> **What is needed**:
Lines from the one containing "of the spire" through the last line of the data are to be repeated word for word, both ends included.

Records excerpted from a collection
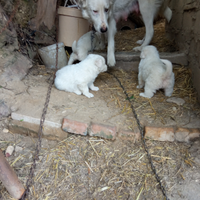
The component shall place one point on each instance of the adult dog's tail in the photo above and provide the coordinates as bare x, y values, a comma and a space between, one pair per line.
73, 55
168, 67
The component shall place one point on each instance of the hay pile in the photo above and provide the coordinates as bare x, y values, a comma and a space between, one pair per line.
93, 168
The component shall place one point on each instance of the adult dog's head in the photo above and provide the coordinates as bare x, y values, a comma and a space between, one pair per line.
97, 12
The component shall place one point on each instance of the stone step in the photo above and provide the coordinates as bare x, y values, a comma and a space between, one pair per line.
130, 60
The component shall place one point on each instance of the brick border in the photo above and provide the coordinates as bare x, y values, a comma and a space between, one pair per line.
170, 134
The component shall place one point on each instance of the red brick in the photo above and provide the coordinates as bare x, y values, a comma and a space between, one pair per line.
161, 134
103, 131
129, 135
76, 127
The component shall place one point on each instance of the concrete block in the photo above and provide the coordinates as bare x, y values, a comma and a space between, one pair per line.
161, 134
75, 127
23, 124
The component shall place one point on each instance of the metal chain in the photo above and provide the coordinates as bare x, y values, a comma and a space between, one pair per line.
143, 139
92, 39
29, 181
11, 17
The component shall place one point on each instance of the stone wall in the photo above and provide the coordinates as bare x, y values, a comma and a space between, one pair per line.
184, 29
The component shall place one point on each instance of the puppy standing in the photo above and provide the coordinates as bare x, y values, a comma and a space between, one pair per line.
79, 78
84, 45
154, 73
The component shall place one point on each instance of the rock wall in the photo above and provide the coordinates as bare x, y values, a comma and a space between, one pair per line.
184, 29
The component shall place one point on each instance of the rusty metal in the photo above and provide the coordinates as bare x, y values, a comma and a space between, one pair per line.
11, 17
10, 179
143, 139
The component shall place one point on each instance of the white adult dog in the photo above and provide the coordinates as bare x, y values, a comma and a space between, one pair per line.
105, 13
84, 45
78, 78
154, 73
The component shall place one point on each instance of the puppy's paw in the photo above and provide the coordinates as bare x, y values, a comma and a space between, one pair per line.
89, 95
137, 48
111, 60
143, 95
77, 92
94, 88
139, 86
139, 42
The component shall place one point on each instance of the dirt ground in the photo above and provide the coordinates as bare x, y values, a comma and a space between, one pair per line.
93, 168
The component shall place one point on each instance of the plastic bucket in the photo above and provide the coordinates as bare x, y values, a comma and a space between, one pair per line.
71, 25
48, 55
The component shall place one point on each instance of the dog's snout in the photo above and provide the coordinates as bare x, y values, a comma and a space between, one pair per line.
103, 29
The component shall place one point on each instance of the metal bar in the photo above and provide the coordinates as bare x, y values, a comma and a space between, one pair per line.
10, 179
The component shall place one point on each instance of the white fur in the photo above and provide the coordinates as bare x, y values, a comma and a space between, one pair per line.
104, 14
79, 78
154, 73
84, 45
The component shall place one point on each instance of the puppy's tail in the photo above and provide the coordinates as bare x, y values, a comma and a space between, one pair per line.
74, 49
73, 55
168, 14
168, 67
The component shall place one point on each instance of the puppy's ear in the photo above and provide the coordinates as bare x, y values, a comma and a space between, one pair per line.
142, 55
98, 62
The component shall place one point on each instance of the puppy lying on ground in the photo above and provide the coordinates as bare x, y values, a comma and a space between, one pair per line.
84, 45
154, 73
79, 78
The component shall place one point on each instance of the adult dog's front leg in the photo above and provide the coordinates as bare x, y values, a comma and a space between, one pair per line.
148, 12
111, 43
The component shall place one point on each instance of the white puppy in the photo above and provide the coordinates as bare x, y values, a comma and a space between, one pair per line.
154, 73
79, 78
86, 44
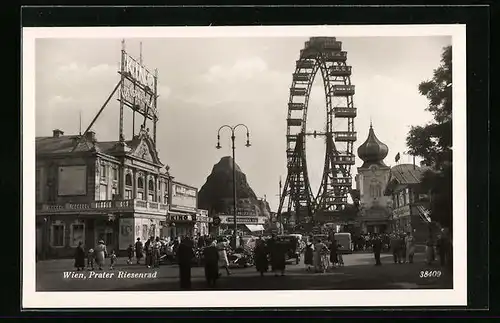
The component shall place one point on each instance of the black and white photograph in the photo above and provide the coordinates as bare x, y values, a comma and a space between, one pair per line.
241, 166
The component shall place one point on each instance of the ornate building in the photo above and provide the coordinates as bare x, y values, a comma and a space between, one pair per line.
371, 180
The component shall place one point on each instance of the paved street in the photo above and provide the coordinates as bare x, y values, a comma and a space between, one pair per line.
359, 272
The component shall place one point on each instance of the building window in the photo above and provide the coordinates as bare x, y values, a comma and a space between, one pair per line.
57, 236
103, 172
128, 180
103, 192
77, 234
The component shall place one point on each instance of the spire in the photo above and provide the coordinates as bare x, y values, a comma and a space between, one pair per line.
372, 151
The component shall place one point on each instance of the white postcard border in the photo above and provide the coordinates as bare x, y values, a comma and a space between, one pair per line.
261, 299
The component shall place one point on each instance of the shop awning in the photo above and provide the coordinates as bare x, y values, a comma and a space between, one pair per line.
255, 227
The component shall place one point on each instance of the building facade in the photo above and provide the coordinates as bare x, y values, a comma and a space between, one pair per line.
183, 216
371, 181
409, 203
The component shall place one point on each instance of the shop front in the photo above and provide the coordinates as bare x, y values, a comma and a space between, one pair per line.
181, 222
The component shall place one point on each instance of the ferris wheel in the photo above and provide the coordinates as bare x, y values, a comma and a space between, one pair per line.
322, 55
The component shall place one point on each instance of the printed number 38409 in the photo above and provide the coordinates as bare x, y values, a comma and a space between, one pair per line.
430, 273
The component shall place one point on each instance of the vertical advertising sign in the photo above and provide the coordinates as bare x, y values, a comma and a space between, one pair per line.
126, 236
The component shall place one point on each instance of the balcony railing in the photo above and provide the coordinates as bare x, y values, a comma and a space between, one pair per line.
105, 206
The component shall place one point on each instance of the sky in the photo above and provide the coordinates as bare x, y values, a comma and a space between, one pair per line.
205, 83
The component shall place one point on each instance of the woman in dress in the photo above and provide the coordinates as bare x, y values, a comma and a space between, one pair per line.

> **Task output**:
The component shall place one point on each instance of the spire in the photo above and provide the coordinates as bare x, y values, a comma and a space between, one pair per line.
372, 151
The component shall place one point on each instance of the white postcard border in the photo above and provide the coordinates as bare x, y values, a comma and a space between, one pair per line.
261, 299
The component shall place one point on each instance of the shop awning in the photo above and provide the coordinates as bare x, y values, a comma and a space between, one pair per line.
255, 227
The component shall place one point on each instance of the building facade in the photo above and provide the coordinates as bare x, y values, a comma and a space between, one pair per line.
183, 216
371, 181
409, 203
The component shall place one point on each instance of the shop front in the photo above and provide the coordinates as bare x, y values, a comma and a space between, one pair per line.
181, 222
The component shall place one point on each instance of the ferris wheel in the photo above and provide the coordinates as bare x, y values, a comma and a space between, one pair per line.
322, 55
The component shall place one point on each instance of the printed number 38409 in the photo above and provide the coordinates as bare x, y values, a comma and a space between, one pair per line.
430, 273
The component shall place one point on each instance of the vertical advertising sign in the photo above and provide the coordinates as bare x, y values, a comma and a space between, one pair per line.
126, 236
The component shall place one point on each instance of the balcony railing in the photo above and provide the coordinates as bare x, y values, a comma and a space between, one pair per line.
105, 206
The component shall place one point on each instance of the sky in the photo above and provide the coordinates as bare x, y values, a comma and a space between, one pair per line.
205, 83
The component shall place one point on each instance of the woman in dress in the photo above and provide the coordinates as bare x, y values, a comma and a space between, one pair per line.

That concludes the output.